- WHAT TO PRODUCE -
Copy out, word for word, the lines of the listing below, starting with the line containing "Note: pick out the blue" and continuing through the line containing "column 313, row 208". Give only those lines.

- MATERIAL FOR THIS EXERCISE -
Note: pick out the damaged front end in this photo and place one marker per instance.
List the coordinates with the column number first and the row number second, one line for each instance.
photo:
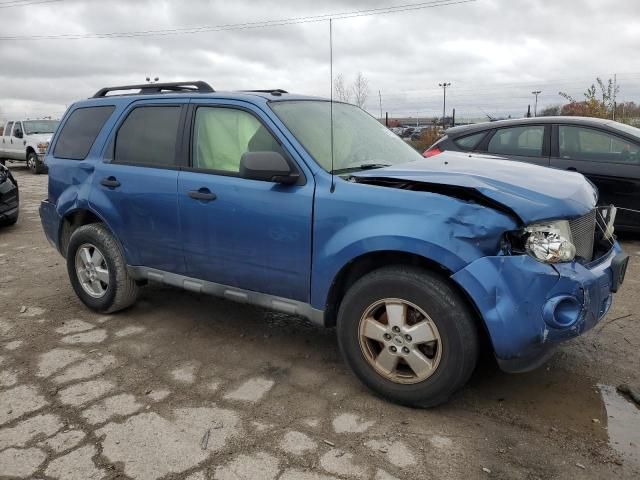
column 551, row 278
column 551, row 282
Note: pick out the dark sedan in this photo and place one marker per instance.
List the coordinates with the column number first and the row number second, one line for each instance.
column 9, row 197
column 606, row 152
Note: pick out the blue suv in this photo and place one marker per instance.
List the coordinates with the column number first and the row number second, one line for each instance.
column 313, row 208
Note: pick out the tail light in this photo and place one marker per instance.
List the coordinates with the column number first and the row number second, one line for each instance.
column 431, row 152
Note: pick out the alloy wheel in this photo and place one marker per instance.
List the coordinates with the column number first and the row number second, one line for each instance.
column 400, row 341
column 92, row 270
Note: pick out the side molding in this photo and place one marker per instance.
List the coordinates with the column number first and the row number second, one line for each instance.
column 270, row 302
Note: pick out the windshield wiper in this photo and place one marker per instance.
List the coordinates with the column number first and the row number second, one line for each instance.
column 364, row 166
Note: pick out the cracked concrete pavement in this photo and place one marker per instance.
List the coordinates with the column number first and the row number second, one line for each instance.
column 183, row 386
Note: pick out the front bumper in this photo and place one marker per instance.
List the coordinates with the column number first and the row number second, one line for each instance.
column 529, row 307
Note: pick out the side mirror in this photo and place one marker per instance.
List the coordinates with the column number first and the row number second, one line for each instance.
column 268, row 167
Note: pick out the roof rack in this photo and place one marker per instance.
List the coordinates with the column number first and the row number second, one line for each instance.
column 151, row 88
column 273, row 91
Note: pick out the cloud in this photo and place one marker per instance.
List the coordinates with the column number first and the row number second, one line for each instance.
column 494, row 52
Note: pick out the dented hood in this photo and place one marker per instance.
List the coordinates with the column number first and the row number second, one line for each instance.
column 532, row 192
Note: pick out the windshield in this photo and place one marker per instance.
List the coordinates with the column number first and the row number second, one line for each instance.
column 359, row 140
column 40, row 126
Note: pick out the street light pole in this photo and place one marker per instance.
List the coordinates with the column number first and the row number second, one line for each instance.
column 535, row 107
column 444, row 86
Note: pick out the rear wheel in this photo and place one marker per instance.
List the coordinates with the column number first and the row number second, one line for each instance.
column 34, row 164
column 407, row 335
column 97, row 270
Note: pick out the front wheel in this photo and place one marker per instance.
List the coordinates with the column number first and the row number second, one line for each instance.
column 408, row 335
column 98, row 271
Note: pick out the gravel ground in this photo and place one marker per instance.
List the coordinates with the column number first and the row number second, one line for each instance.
column 188, row 386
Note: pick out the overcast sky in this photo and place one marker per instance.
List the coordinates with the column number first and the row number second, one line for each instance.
column 494, row 52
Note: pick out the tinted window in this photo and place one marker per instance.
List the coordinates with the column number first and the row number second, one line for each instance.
column 148, row 136
column 80, row 131
column 525, row 141
column 582, row 143
column 222, row 135
column 358, row 138
column 470, row 141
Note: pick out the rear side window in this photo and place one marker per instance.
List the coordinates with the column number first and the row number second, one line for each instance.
column 470, row 141
column 582, row 143
column 80, row 131
column 148, row 136
column 524, row 141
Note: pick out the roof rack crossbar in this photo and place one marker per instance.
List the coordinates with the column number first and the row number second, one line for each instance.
column 273, row 90
column 150, row 88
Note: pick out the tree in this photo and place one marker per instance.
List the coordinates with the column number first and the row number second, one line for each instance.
column 550, row 111
column 360, row 90
column 595, row 104
column 341, row 92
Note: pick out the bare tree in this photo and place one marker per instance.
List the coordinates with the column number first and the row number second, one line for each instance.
column 341, row 92
column 360, row 90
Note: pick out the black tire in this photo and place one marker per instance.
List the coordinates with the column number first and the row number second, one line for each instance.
column 122, row 290
column 34, row 164
column 449, row 312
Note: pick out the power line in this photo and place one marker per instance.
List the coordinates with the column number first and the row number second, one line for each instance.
column 242, row 26
column 25, row 3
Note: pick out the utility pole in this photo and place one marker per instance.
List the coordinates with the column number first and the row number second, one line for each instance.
column 535, row 107
column 444, row 86
column 615, row 83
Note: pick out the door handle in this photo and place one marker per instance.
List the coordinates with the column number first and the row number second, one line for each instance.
column 203, row 194
column 110, row 182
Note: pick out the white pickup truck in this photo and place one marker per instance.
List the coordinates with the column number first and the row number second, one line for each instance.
column 27, row 141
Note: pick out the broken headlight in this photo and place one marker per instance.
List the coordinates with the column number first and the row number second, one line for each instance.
column 550, row 242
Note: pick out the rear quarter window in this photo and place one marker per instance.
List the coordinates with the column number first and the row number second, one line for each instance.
column 80, row 131
column 469, row 142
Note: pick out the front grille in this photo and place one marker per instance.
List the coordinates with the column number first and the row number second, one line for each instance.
column 583, row 232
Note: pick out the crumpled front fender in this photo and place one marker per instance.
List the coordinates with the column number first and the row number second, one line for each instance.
column 527, row 305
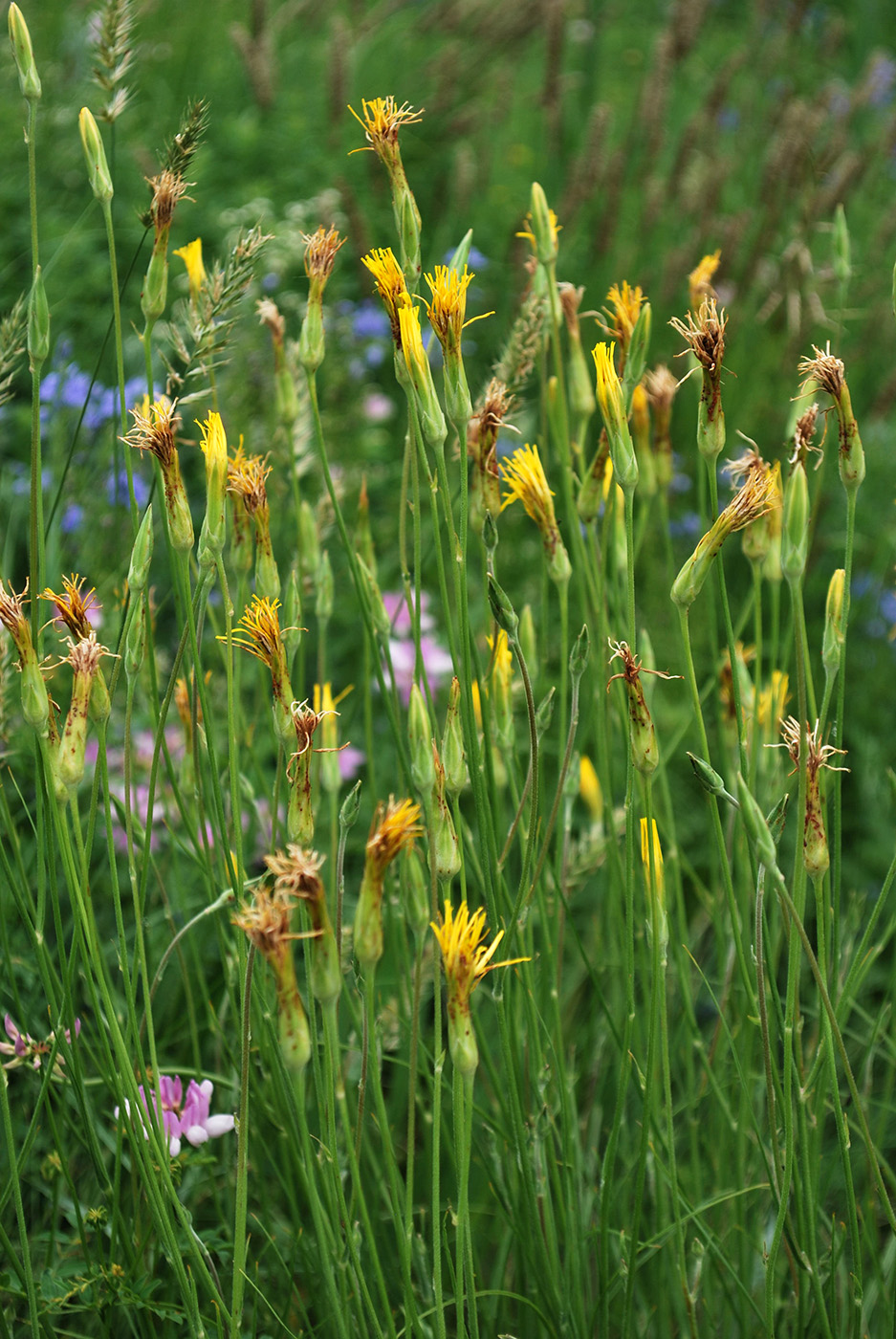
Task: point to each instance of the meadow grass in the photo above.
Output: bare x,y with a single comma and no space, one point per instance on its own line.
425,913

- THE ANSWER -
Note: pick out the blue suv in this photo and place one marker per instance.
List the coordinates with the column number first and the row number second, one line for each instance.
column 313, row 208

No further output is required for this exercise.